[Point localization data]
========================================================================

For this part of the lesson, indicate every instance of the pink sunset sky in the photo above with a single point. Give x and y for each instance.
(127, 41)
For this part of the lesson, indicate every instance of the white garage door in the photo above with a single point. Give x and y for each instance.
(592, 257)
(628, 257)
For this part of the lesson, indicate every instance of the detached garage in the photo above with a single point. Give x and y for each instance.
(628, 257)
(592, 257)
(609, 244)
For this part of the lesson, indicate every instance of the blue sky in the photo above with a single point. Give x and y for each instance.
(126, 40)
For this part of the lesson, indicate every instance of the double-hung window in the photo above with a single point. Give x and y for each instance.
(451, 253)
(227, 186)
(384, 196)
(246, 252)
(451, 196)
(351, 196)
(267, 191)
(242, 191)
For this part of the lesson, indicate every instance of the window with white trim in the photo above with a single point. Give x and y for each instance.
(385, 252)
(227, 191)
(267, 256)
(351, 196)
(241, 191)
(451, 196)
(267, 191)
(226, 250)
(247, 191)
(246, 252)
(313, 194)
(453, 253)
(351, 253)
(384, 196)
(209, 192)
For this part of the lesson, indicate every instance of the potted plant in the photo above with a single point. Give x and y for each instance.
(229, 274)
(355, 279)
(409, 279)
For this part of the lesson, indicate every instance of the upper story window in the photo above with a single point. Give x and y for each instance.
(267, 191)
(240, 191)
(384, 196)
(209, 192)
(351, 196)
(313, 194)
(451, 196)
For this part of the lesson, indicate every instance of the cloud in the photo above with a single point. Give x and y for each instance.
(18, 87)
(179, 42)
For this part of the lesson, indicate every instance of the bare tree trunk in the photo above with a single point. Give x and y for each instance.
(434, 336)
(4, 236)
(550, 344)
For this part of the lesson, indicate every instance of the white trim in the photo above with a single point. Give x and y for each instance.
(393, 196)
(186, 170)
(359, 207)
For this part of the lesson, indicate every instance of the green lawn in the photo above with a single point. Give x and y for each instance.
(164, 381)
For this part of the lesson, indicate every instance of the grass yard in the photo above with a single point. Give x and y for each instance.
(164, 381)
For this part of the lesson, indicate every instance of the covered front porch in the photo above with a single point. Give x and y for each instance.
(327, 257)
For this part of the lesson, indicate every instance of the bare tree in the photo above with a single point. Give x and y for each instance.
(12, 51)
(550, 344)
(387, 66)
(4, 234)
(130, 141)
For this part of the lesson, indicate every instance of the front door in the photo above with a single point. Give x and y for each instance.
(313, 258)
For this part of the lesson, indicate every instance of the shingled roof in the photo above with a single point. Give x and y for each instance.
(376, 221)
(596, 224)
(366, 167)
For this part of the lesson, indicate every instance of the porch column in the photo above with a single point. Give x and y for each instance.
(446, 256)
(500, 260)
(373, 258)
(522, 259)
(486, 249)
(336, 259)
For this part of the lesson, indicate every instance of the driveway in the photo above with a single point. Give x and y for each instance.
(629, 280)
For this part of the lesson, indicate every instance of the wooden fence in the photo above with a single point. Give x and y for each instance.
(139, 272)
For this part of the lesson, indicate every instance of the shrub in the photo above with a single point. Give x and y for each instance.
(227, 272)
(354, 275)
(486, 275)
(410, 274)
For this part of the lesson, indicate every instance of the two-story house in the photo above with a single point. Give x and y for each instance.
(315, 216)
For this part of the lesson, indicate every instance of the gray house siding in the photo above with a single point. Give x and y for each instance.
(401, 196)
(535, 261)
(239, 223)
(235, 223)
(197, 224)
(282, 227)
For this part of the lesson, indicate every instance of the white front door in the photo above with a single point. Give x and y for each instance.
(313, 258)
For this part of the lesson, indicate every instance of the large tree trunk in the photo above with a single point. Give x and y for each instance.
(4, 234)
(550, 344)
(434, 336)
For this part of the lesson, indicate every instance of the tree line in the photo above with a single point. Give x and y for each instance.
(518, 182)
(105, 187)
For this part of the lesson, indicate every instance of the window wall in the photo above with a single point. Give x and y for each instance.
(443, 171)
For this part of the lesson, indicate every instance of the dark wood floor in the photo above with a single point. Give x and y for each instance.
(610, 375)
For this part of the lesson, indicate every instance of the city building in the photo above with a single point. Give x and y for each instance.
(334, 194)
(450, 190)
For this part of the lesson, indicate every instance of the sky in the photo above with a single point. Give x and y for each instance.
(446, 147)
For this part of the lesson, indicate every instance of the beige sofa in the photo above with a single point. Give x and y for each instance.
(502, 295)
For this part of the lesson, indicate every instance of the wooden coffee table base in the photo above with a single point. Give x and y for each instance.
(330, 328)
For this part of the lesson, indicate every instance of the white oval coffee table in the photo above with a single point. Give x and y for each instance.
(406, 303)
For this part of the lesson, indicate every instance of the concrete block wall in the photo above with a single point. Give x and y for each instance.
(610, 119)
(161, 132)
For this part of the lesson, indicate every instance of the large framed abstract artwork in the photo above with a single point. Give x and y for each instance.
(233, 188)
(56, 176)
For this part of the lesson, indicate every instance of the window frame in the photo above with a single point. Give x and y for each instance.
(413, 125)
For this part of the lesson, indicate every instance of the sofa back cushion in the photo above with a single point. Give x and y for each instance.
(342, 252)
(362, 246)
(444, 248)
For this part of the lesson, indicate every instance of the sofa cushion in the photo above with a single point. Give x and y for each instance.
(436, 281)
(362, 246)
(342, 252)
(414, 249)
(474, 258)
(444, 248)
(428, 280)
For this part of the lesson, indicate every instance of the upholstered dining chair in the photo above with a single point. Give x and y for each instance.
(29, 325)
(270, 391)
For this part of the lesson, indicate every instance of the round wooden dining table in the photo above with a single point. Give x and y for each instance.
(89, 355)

========================================================================

Each entry above is to be transcribed word for word.

EXERCISE RESULT.
For this part of the lesson, indicate every instance of the pink sunset sky in the photo above with a single point. Give x and y for each instance.
(127, 41)
For this part of the lesson, indicate every instance of the white garage door in the photo above with a single point. Give x and y for each instance.
(592, 257)
(628, 257)
For this part of the lesson, indicate every instance of the detached garage in the photo above with a single point. Give x and y for each instance.
(628, 257)
(592, 257)
(609, 244)
For this part of the lesson, indicate every instance of the blue sky in the photo above with a single point. Give x and y for each instance.
(126, 40)
For this part of the lesson, indicate every instance of the double-hung window in the photo above with a single point. Give x and y for each instance.
(451, 253)
(227, 186)
(384, 196)
(246, 252)
(451, 196)
(351, 196)
(267, 191)
(242, 191)
For this part of the lesson, indicate every instance of the window with white trim in the photo above with a single point. Give x and y for each instance.
(385, 252)
(227, 191)
(267, 256)
(351, 196)
(241, 191)
(451, 196)
(267, 191)
(226, 250)
(247, 191)
(246, 252)
(313, 194)
(453, 253)
(351, 253)
(384, 196)
(209, 192)
For this part of the lesson, indicate every instance of the potted plant in the photo above with a single point. Give x and y for each instance.
(229, 274)
(355, 279)
(409, 279)
For this part of the lesson, indicate every instance of the upper story window in the photo above with a single point. Give x and y for each instance.
(267, 191)
(240, 191)
(384, 196)
(209, 192)
(351, 196)
(313, 194)
(451, 196)
For this part of the lesson, indicate every instance of the cloud in the photo above with a single point. Give x and y for each instance.
(18, 87)
(179, 42)
For this part of the lesson, indicate every instance of the bare tree trunk in the photo above with a single point. Give x and y for each instance.
(434, 336)
(4, 236)
(550, 344)
For this part of the lesson, indicate every instance of the white trim in the photo above with a single point. Give x and y for each instance.
(393, 196)
(186, 170)
(359, 207)
For this part of the lesson, indicate every instance of the green lawn in the photo above with a single point. Give x and y for each instance.
(164, 381)
For this part of the lesson, indicate every instance of the grass yard in the photo above with a single point. Give x and y for each instance.
(164, 381)
For this part of the lesson, indicate every instance of the covered front porch in the photo above with a single point. Give x and y for each instance.
(327, 257)
For this part of the lesson, indicate every instance of the bare tree in the photo above with a single point. Give x and y for each instance.
(12, 51)
(550, 344)
(387, 66)
(4, 234)
(130, 141)
For this part of the lesson, indicate every instance of the front door in the photo above with a single point. Give x and y for each instance.
(313, 258)
For this part of the lesson, indicate every instance of the shingled roof in the photo above with a single point. Give x and y for each instance.
(376, 221)
(596, 224)
(366, 167)
For this part of the lesson, indicate every instance of the porch column in the photo above with a single point. Give x and y for each instance.
(446, 256)
(500, 260)
(373, 258)
(522, 259)
(486, 249)
(336, 259)
For this part of the lesson, indicate every instance of the driveway in the photo above with a single point. Give x and y for each instance.
(629, 280)
For this part of the lesson, indicate every instance of the wooden fence in the photo above with a single point. Give x and y for each instance.
(139, 272)
For this part of the lesson, indicate every instance of the shrub in the photo above with a single point. Give x and y for each instance.
(227, 272)
(354, 275)
(486, 275)
(410, 274)
For this part of the lesson, indicate every instance of the two-story house in the photo above with a single point. Give x and y for each instance.
(315, 216)
For this part of the lesson, indicate every instance of the gray house siding in the photo above with a single point. Give x and y for each instance.
(401, 196)
(535, 261)
(239, 223)
(235, 223)
(197, 224)
(282, 227)
For this part of the lesson, indicate every instance of the white front door in the photo above with a single point. Give x and y for each instance.
(313, 258)
For this part of the lesson, indicate every instance of the large tree trunk in the photo above with a single point. Give x and y for each instance.
(4, 234)
(550, 344)
(434, 336)
For this part of the lesson, indicate every instance of the tree line in the photo above with a single point. Give x and y for each instance.
(518, 182)
(105, 187)
For this part of the lesson, indicate every instance of the window wall in the photo above with a single point. Give x and y for each instance.
(443, 171)
For this part of the lesson, indicate every instance of the dark wood floor in the photo above with a single point. Give x and y for each instance.
(610, 375)
For this part of the lesson, indicate every instance of the city building in the photo above with a single point. Give x and y for each instance.
(334, 194)
(450, 190)
For this part of the lesson, indicate every instance of the sky in the photo above with a single point. Give x and y for each instance.
(446, 147)
For this part of the lesson, indicate every instance of the beige sofa in the photo above with a single point. Give x and y for each instance.
(502, 295)
For this part of the lesson, indicate every instance of the wooden coffee table base in the photo above with a single point. Give x and y for each instance.
(330, 328)
For this part of the lesson, indicate every instance of the white oval coffee table in the photo above with a single point. Give x and y for each instance.
(406, 303)
For this part of the lesson, indicate every instance of the concrete block wall in the photo above with a single point. Give x and y for each instance.
(610, 119)
(161, 132)
For this part of the lesson, indicate every instance of the large framed abstract artwork in the photo above with a single point. Give x and y for each instance.
(233, 188)
(56, 176)
For this part of the lesson, indicate every instance of the window frame in the photo above with a single point. Give x and y for each instance.
(413, 125)
For this part of the lesson, indicate every instance of the sofa back cushion in the photo above with a single point. Give x and y for each instance.
(342, 252)
(362, 246)
(444, 248)
For this part of the lesson, indicate every instance of the sofa cushion in the photo above with a single point. Give x and y for each instance.
(436, 281)
(362, 246)
(342, 252)
(414, 249)
(474, 258)
(444, 248)
(428, 280)
For this part of the lesson, indicate every instance of the upholstered dining chair in the photo above with a single point. Give x and y for each instance.
(29, 325)
(270, 391)
For this part of the lesson, indicate every instance of the round wooden dining table in the photo above with a single point. Give x and y for each instance.
(89, 355)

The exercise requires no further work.